BEGIN Given data
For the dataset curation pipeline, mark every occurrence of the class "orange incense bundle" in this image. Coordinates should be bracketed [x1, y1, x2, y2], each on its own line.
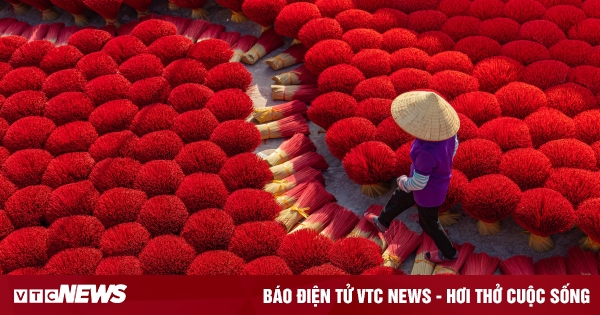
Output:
[274, 181, 312, 208]
[265, 133, 315, 166]
[276, 182, 335, 231]
[21, 0, 59, 20]
[411, 233, 438, 275]
[123, 0, 151, 18]
[161, 16, 191, 35]
[169, 0, 209, 19]
[219, 31, 241, 47]
[253, 100, 307, 124]
[270, 151, 329, 180]
[566, 246, 598, 275]
[265, 44, 307, 70]
[321, 207, 359, 241]
[291, 202, 342, 233]
[2, 21, 29, 36]
[50, 0, 88, 26]
[382, 221, 422, 269]
[182, 20, 209, 42]
[271, 65, 318, 85]
[197, 24, 225, 42]
[433, 243, 475, 275]
[229, 34, 258, 62]
[242, 28, 284, 65]
[56, 26, 78, 46]
[21, 24, 49, 41]
[6, 1, 30, 14]
[83, 0, 122, 27]
[534, 256, 566, 275]
[256, 114, 310, 140]
[348, 205, 383, 239]
[460, 252, 500, 275]
[271, 84, 319, 102]
[264, 166, 324, 195]
[44, 23, 64, 45]
[499, 255, 534, 275]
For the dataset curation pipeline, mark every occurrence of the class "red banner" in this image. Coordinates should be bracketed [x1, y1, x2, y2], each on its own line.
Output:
[0, 276, 595, 315]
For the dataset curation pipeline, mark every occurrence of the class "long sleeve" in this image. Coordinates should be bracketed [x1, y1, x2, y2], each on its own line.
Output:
[453, 136, 459, 159]
[399, 171, 430, 192]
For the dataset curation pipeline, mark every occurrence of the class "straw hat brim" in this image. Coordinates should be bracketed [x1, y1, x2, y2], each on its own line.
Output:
[391, 91, 460, 142]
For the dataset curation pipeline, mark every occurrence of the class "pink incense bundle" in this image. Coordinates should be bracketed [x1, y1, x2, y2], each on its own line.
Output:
[83, 0, 123, 27]
[6, 1, 30, 14]
[264, 133, 315, 166]
[21, 24, 49, 41]
[433, 243, 475, 275]
[182, 20, 209, 42]
[291, 202, 342, 233]
[2, 21, 29, 37]
[219, 31, 241, 47]
[382, 221, 422, 269]
[534, 256, 566, 275]
[460, 252, 500, 275]
[123, 0, 152, 17]
[21, 0, 59, 21]
[50, 0, 89, 26]
[320, 207, 359, 241]
[271, 64, 318, 85]
[255, 114, 310, 140]
[197, 24, 225, 42]
[0, 19, 17, 34]
[43, 23, 64, 45]
[242, 28, 284, 65]
[56, 26, 78, 46]
[264, 166, 324, 195]
[265, 44, 307, 71]
[161, 16, 191, 35]
[229, 34, 258, 62]
[274, 181, 312, 208]
[253, 100, 307, 124]
[271, 84, 319, 102]
[276, 181, 335, 231]
[566, 247, 598, 275]
[270, 151, 329, 180]
[411, 233, 438, 275]
[499, 255, 534, 275]
[348, 205, 383, 239]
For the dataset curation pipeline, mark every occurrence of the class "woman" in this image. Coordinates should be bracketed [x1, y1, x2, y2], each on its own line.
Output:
[365, 91, 460, 263]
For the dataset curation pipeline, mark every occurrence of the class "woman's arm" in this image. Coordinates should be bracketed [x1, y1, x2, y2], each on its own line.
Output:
[398, 172, 430, 192]
[398, 151, 437, 192]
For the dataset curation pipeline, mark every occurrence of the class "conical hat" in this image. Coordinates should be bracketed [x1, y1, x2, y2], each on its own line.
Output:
[390, 91, 460, 141]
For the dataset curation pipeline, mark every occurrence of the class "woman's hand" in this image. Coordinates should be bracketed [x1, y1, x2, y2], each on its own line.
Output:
[397, 175, 409, 192]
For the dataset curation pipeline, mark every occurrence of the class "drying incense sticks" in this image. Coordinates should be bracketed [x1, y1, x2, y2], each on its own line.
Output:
[271, 65, 318, 85]
[255, 114, 310, 140]
[271, 84, 319, 102]
[252, 100, 307, 124]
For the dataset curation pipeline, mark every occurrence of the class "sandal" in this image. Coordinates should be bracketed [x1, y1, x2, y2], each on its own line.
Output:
[425, 250, 458, 263]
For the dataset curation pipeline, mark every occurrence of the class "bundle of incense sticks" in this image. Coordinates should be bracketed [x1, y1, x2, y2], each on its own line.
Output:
[21, 24, 49, 41]
[320, 207, 359, 241]
[276, 182, 335, 231]
[265, 44, 307, 70]
[161, 15, 191, 35]
[432, 243, 475, 275]
[499, 255, 534, 275]
[230, 34, 258, 62]
[534, 256, 566, 275]
[6, 1, 30, 14]
[291, 202, 342, 234]
[219, 31, 240, 47]
[183, 19, 209, 42]
[197, 23, 225, 42]
[264, 166, 324, 195]
[264, 133, 315, 167]
[382, 221, 422, 269]
[269, 151, 328, 180]
[241, 28, 283, 65]
[460, 252, 500, 275]
[271, 65, 318, 85]
[3, 20, 29, 36]
[348, 205, 383, 239]
[252, 100, 307, 124]
[271, 84, 319, 103]
[44, 23, 63, 44]
[255, 114, 310, 140]
[56, 25, 78, 46]
[275, 181, 312, 209]
[411, 233, 438, 275]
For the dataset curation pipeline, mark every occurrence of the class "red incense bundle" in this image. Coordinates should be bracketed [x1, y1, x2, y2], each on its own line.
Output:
[0, 19, 17, 34]
[229, 34, 257, 62]
[43, 23, 63, 45]
[83, 0, 123, 27]
[343, 141, 397, 198]
[255, 114, 310, 140]
[271, 84, 319, 102]
[270, 151, 329, 180]
[411, 233, 438, 275]
[253, 100, 307, 124]
[461, 252, 500, 275]
[264, 133, 315, 166]
[21, 0, 59, 20]
[22, 24, 49, 42]
[382, 221, 422, 269]
[291, 202, 342, 233]
[276, 182, 335, 231]
[50, 0, 88, 26]
[433, 243, 475, 275]
[321, 207, 359, 241]
[242, 0, 286, 33]
[534, 256, 566, 275]
[56, 26, 79, 46]
[264, 166, 324, 195]
[275, 181, 312, 208]
[242, 28, 283, 65]
[219, 31, 240, 47]
[115, 21, 138, 36]
[499, 255, 534, 275]
[123, 0, 152, 18]
[6, 1, 31, 14]
[2, 21, 29, 36]
[348, 205, 383, 239]
[271, 64, 318, 85]
[566, 247, 598, 275]
[197, 24, 225, 42]
[182, 19, 209, 42]
[265, 44, 307, 70]
[161, 16, 191, 35]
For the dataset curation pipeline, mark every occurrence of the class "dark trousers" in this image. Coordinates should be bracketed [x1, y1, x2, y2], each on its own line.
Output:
[378, 188, 457, 259]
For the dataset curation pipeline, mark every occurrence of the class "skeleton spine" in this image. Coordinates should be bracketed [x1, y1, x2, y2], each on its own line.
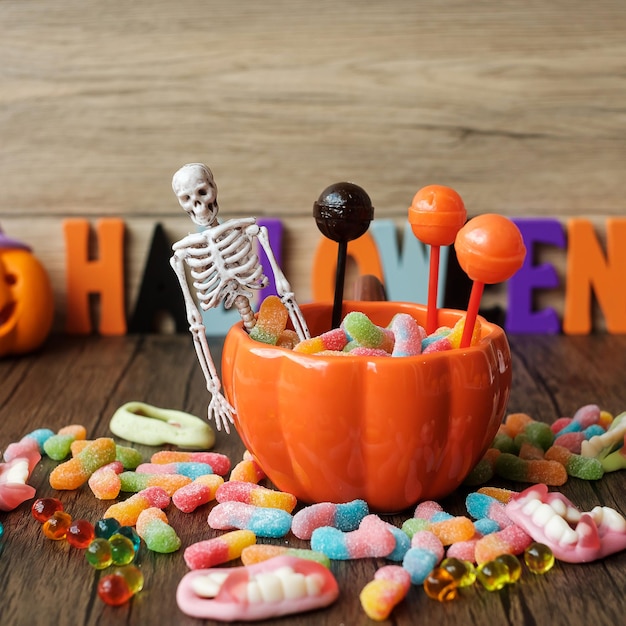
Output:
[234, 295, 256, 331]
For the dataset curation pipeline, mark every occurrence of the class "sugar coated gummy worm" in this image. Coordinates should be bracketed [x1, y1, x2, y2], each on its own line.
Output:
[360, 565, 411, 621]
[207, 501, 292, 538]
[215, 480, 297, 513]
[310, 514, 396, 560]
[49, 437, 117, 490]
[104, 486, 170, 527]
[136, 507, 181, 553]
[291, 499, 369, 540]
[183, 529, 256, 570]
[172, 474, 224, 513]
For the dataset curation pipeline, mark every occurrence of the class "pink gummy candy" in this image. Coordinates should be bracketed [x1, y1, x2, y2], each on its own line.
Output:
[0, 457, 37, 511]
[103, 486, 170, 526]
[177, 555, 339, 621]
[411, 530, 445, 561]
[360, 565, 411, 621]
[389, 313, 425, 357]
[216, 480, 297, 513]
[172, 474, 224, 513]
[184, 529, 257, 570]
[150, 451, 231, 475]
[88, 461, 123, 500]
[505, 483, 626, 563]
[474, 524, 532, 564]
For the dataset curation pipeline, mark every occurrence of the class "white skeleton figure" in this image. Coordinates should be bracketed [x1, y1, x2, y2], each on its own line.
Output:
[170, 163, 309, 432]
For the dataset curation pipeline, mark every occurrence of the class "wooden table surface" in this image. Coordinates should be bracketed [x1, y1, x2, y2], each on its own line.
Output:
[1, 333, 625, 626]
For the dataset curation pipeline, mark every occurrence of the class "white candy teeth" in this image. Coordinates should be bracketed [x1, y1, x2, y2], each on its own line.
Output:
[191, 572, 230, 598]
[591, 506, 626, 532]
[305, 573, 324, 596]
[275, 568, 307, 600]
[544, 515, 578, 545]
[254, 572, 285, 602]
[246, 567, 322, 603]
[522, 498, 542, 516]
[531, 503, 556, 526]
[3, 459, 29, 484]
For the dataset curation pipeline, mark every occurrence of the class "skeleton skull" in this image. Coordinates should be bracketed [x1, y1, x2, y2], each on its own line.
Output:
[172, 163, 219, 227]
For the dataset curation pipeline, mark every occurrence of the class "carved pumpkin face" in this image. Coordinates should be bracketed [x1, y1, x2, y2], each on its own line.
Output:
[222, 301, 512, 513]
[0, 248, 54, 356]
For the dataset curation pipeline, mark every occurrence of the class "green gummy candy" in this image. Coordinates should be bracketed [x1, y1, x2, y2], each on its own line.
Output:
[119, 472, 150, 492]
[342, 312, 385, 348]
[566, 455, 604, 479]
[463, 457, 495, 486]
[494, 453, 527, 481]
[116, 446, 143, 469]
[286, 548, 331, 568]
[491, 433, 516, 454]
[43, 434, 75, 461]
[143, 520, 181, 553]
[401, 517, 430, 538]
[522, 422, 555, 451]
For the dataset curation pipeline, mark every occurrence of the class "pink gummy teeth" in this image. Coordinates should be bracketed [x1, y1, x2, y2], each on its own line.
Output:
[176, 555, 339, 621]
[505, 484, 626, 563]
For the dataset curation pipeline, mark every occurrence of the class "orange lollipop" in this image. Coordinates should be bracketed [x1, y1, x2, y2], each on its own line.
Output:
[454, 214, 526, 348]
[408, 185, 467, 333]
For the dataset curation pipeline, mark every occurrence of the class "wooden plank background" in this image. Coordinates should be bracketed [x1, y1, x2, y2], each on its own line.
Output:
[1, 0, 625, 331]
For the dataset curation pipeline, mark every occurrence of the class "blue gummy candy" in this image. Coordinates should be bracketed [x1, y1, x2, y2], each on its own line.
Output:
[25, 428, 55, 453]
[385, 525, 411, 561]
[310, 527, 351, 560]
[466, 492, 499, 520]
[583, 424, 605, 439]
[474, 518, 500, 536]
[248, 508, 292, 538]
[402, 547, 439, 585]
[173, 462, 214, 480]
[334, 499, 369, 532]
[430, 511, 454, 523]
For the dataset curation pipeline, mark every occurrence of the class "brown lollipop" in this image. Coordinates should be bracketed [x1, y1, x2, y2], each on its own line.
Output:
[313, 182, 374, 328]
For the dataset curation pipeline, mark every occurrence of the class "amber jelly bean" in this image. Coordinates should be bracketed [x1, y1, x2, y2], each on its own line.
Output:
[42, 511, 73, 540]
[477, 559, 510, 591]
[524, 542, 555, 574]
[31, 497, 64, 523]
[424, 567, 458, 602]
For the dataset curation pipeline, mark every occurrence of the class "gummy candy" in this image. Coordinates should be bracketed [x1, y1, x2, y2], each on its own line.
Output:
[291, 499, 369, 540]
[524, 542, 555, 574]
[42, 510, 73, 540]
[494, 553, 522, 583]
[109, 533, 136, 565]
[150, 450, 230, 475]
[86, 538, 113, 569]
[172, 474, 224, 513]
[216, 480, 297, 513]
[240, 544, 331, 568]
[31, 497, 64, 523]
[135, 461, 215, 480]
[66, 519, 95, 549]
[208, 501, 292, 538]
[94, 517, 121, 539]
[310, 515, 396, 560]
[98, 571, 135, 606]
[117, 526, 141, 553]
[184, 529, 256, 570]
[402, 530, 444, 584]
[249, 295, 289, 345]
[119, 471, 191, 495]
[360, 565, 411, 619]
[439, 557, 476, 587]
[136, 507, 181, 553]
[477, 559, 510, 591]
[104, 486, 170, 526]
[423, 567, 458, 601]
[49, 437, 117, 490]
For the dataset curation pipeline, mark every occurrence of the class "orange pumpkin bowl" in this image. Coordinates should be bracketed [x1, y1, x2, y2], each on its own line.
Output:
[221, 301, 511, 513]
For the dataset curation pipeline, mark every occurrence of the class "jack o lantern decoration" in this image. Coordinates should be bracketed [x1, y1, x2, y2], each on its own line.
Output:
[0, 230, 54, 357]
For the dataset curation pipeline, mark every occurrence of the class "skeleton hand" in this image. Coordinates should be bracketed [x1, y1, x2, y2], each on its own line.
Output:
[207, 388, 236, 434]
[280, 292, 310, 341]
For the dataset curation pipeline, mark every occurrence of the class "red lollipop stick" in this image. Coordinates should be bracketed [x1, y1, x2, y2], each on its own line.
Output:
[408, 186, 467, 334]
[454, 214, 526, 348]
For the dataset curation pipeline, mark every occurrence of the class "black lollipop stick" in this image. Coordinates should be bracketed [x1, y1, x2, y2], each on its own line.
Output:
[313, 182, 374, 329]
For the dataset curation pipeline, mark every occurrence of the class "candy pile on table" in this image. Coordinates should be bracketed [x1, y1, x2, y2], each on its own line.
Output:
[2, 400, 626, 621]
[249, 296, 482, 356]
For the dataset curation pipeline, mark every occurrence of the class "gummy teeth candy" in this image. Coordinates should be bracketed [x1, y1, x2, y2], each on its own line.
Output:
[505, 484, 626, 563]
[176, 555, 339, 621]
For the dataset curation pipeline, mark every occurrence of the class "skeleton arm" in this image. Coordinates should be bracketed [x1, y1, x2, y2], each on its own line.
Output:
[170, 251, 235, 433]
[251, 224, 310, 341]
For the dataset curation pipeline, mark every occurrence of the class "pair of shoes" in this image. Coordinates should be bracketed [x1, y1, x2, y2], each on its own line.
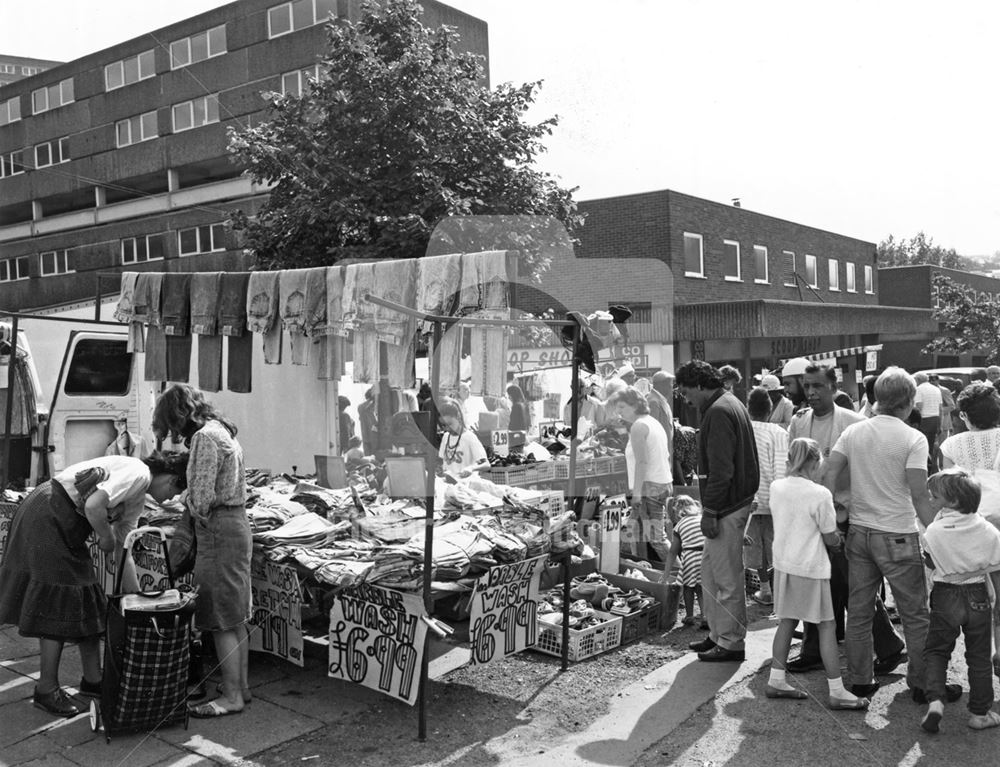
END Given data
> [What you have to do] Where the word "woman" shows up in a line of the listing, return that line.

> [Answer space]
For the dataset curation pipeline, mark every occurrence of the class "woman" in this image. Coordinates should be bracketed [x1, y1, x2, y2], each on its own line.
For the dataset curation pipeline, mark every occurrence of the class "woman's arm" in this image. Coordinates should be bracketed [x1, y1, x2, y2], each on its own line.
For the dataset curation pipeline, mark every occurrence of the class "woman's hand" in this image. Coordinates should be bracketed [x1, y1, x2, y2], each on its own line.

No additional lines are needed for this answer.